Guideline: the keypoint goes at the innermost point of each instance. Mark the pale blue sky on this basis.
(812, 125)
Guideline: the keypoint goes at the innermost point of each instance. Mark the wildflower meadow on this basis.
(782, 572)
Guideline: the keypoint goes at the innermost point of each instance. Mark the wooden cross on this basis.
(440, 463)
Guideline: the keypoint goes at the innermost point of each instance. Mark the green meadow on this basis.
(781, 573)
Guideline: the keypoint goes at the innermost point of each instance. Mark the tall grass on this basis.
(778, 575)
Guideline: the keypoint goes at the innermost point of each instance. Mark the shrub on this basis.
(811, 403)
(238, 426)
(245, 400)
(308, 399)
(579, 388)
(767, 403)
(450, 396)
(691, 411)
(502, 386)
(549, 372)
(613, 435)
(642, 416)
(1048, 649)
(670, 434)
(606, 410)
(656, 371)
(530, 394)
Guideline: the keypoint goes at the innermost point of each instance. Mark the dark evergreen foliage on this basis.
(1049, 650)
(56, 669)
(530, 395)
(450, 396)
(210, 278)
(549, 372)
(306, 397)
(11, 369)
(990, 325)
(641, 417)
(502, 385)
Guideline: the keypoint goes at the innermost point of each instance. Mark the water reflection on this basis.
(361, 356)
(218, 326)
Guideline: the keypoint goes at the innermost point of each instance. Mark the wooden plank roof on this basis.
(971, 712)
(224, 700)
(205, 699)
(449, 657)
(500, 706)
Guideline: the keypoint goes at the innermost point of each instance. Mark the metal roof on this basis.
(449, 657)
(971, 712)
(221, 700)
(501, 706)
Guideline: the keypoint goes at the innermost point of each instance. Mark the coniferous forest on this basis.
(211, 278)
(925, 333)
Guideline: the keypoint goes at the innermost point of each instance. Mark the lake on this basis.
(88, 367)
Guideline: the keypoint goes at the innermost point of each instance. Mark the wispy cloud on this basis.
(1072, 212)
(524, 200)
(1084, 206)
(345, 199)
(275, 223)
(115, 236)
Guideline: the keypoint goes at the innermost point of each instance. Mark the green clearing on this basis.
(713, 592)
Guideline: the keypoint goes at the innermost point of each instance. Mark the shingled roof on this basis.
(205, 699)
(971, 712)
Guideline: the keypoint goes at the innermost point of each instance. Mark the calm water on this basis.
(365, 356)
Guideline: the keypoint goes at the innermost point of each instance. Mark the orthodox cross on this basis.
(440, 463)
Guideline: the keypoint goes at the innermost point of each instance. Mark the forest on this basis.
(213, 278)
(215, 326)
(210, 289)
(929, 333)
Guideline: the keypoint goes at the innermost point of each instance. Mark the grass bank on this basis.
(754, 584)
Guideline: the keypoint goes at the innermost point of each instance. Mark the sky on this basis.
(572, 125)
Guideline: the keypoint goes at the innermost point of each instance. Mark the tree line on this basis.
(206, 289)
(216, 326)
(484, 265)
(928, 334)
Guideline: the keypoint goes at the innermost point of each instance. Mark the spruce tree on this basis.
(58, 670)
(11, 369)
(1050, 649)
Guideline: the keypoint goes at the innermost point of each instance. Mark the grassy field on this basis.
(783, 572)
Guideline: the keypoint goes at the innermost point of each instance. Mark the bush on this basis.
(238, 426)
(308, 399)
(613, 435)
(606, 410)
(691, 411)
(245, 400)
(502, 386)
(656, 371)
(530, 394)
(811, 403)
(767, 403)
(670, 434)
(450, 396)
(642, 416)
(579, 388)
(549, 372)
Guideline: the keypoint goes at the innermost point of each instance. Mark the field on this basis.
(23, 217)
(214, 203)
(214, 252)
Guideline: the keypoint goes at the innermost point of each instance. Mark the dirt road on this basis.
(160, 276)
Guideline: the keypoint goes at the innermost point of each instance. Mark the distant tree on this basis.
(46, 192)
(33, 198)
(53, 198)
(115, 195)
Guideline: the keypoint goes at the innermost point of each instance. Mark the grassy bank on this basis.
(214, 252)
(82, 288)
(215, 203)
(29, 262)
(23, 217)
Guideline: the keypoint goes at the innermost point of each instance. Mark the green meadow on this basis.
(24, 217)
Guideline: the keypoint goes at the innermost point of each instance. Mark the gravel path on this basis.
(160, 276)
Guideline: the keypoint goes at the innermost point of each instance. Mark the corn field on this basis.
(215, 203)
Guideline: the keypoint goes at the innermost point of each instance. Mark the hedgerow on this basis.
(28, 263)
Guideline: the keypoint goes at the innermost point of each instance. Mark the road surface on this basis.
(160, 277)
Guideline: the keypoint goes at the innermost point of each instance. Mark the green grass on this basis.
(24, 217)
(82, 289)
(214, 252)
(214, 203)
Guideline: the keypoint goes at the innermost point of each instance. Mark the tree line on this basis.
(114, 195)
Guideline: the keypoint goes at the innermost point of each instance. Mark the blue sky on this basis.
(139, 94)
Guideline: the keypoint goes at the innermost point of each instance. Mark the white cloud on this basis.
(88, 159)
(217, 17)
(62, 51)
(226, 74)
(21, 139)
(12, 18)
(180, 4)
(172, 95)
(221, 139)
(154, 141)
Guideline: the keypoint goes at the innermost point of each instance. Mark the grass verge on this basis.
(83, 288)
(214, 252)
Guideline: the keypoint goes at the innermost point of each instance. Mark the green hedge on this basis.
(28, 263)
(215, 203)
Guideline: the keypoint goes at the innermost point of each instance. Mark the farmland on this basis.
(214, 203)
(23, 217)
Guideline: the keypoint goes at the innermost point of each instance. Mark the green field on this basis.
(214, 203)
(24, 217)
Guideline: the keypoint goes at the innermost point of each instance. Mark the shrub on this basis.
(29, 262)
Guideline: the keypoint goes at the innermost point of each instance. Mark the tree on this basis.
..........
PROBLEM TO WORK ON
Please give the listing above one more time, exactly as it reads.

RESPONSE FOR THIS EXERCISE
Guideline: the keypoint goes at the innermost point of each instance. Mark the pale blue sky on this basis.
(812, 125)
Guideline: the keypoint goes at the innermost point of each instance. Mark the wildflower meadow on this basis.
(782, 572)
Guideline: the keypoint goes at the innermost point of each instance. Mark the wooden cross on this basis.
(440, 463)
Guideline: the keypoint goes at the innermost point of each instance. Mark the green meadow on this basis.
(781, 573)
Guideline: the keypoint goes at the innermost point of each instance. Mark the tall grass on this basis.
(778, 575)
Guideline: the keypoint goes at the innermost point of each instance. Mark the shrub on this basis.
(811, 403)
(238, 426)
(245, 400)
(308, 399)
(579, 388)
(767, 403)
(450, 396)
(691, 411)
(502, 386)
(549, 372)
(613, 435)
(642, 416)
(1048, 649)
(670, 434)
(606, 410)
(656, 371)
(530, 394)
Guideline: the keypoint goes at the innermost point of each instance. Mark the dark evergreen foliage on this basis.
(1049, 650)
(56, 669)
(530, 395)
(450, 396)
(210, 278)
(549, 372)
(306, 397)
(11, 369)
(990, 325)
(641, 417)
(502, 385)
Guideline: the keypoint goes at the innermost point of each instance. Mark the water reflection on this basis.
(361, 356)
(218, 326)
Guideline: the keypoint goes at the innermost point of each instance. Mark the wooden plank roof on this basis.
(971, 712)
(224, 700)
(205, 699)
(449, 657)
(500, 706)
Guideline: the keypoint goes at the innermost point of each instance. Mark the metal roof on this basis.
(449, 657)
(971, 712)
(221, 700)
(501, 706)
Guideline: the keypoint goes at the innermost point of each instance. Mark the coniferous forest on this basis.
(211, 278)
(925, 333)
Guideline: the keypoint goes at the innermost point of each instance. Mark the lake on this basis.
(88, 367)
Guideline: the keypoint goes at the innermost point of each instance. Mark the wispy cloud on this basis.
(1072, 212)
(524, 200)
(1084, 206)
(345, 199)
(275, 223)
(115, 236)
Guideline: the keypoint goes at the innermost point of each instance. Mark the green clearing on this basis.
(713, 592)
Guideline: the keypoint goes at the innermost point of each instance. Mark the shingled roof on this basis.
(205, 699)
(971, 712)
Guideline: the keypoint goes at the innermost point of each instance. Mark the calm water on this basis.
(365, 356)
Guideline: the keypoint goes at the innermost point of each instance. Mark the orthodox cross on this basis.
(440, 463)
Guideline: the keypoint goes at the innermost point of each instance. Mark the forest on this basis.
(213, 278)
(215, 326)
(210, 289)
(929, 333)
Guideline: the keypoint goes at the innermost point of each instance. Mark the grass bank on this basis.
(754, 584)
Guideline: the keypoint goes at the innermost point of each instance. Mark the sky on this basis.
(572, 125)
Guideline: the keypoint goes at the innermost point of each instance. Mark the tree line on this basis.
(206, 289)
(216, 326)
(484, 265)
(928, 334)
Guideline: the keypoint goes at the innermost point of each instance. Mark the spruce tree on this basis.
(58, 670)
(11, 369)
(1050, 649)
Guideline: the keypoint goes at the innermost point of each instance. Mark the grassy field on this basis.
(783, 572)
Guideline: the keypoint goes at the innermost point of each instance. Mark the bush on this basis.
(238, 426)
(308, 399)
(613, 435)
(606, 410)
(691, 411)
(245, 400)
(502, 386)
(656, 371)
(530, 394)
(811, 403)
(767, 403)
(670, 434)
(450, 396)
(642, 416)
(579, 388)
(549, 372)
Guideline: the keypoint goes at the innermost point of each instance. Mark the field on this basis.
(23, 217)
(214, 203)
(214, 252)
Guideline: the keypoint goes at the innermost point of each instance. Mark the dirt road on this basis.
(160, 276)
Guideline: the keypoint goes at the innermost point of each instance. Mark the distant tree on this basis.
(46, 192)
(33, 198)
(53, 198)
(115, 195)
Guideline: the keypoint goes at the innermost point of each instance. Mark the grassy bank on this basis.
(214, 252)
(82, 288)
(215, 203)
(29, 262)
(23, 217)
Guideline: the keypoint goes at the innermost point of each instance. Mark the green meadow on this basis.
(24, 217)
Guideline: the keypoint goes at the innermost point of each instance. Mark the gravel path on this basis.
(160, 276)
Guideline: the keypoint goes at the innermost point of each instance. Mark the corn field on this basis.
(215, 203)
Guideline: the keypoint goes at the innermost point of each instance. Mark the hedgerow on this basis.
(28, 263)
Guideline: the keypoint goes at the innermost point of each instance. Mark the road surface on this basis.
(160, 277)
Guideline: the keypoint goes at the innermost point of each instance. Mark the green grass on this basis.
(24, 217)
(82, 289)
(214, 252)
(214, 203)
Guideline: the keypoint goes at the innermost point of each instance. Mark the tree line on this basis.
(114, 195)
Guideline: the keypoint goes at the innermost point of each instance. Mark the blue sky on this basis.
(139, 94)
Guideline: the keypoint goes at the innermost point of each instance. Mark the white cloud on this basis.
(88, 159)
(217, 17)
(62, 51)
(226, 74)
(21, 139)
(12, 18)
(180, 4)
(172, 95)
(221, 139)
(154, 141)
Guideline: the keypoint goes at the innermost point of each instance. Mark the grass verge on this basis.
(83, 288)
(214, 252)
Guideline: the keypoint goes at the innermost point of each instance. Mark the green hedge on this basis.
(28, 263)
(215, 203)
Guideline: the keypoint goes at the innermost point of each instance. Mark the farmland on this basis.
(214, 203)
(23, 217)
Guideline: the keypoint goes at the innermost point of each instance. Mark the green field on this basis.
(214, 203)
(24, 217)
Guideline: the keypoint goes at the innermost point of each instance. Mark the shrub on this basis.
(29, 262)
Guideline: the keypoint goes at the innermost point of each instance. Mark the tree on this basis.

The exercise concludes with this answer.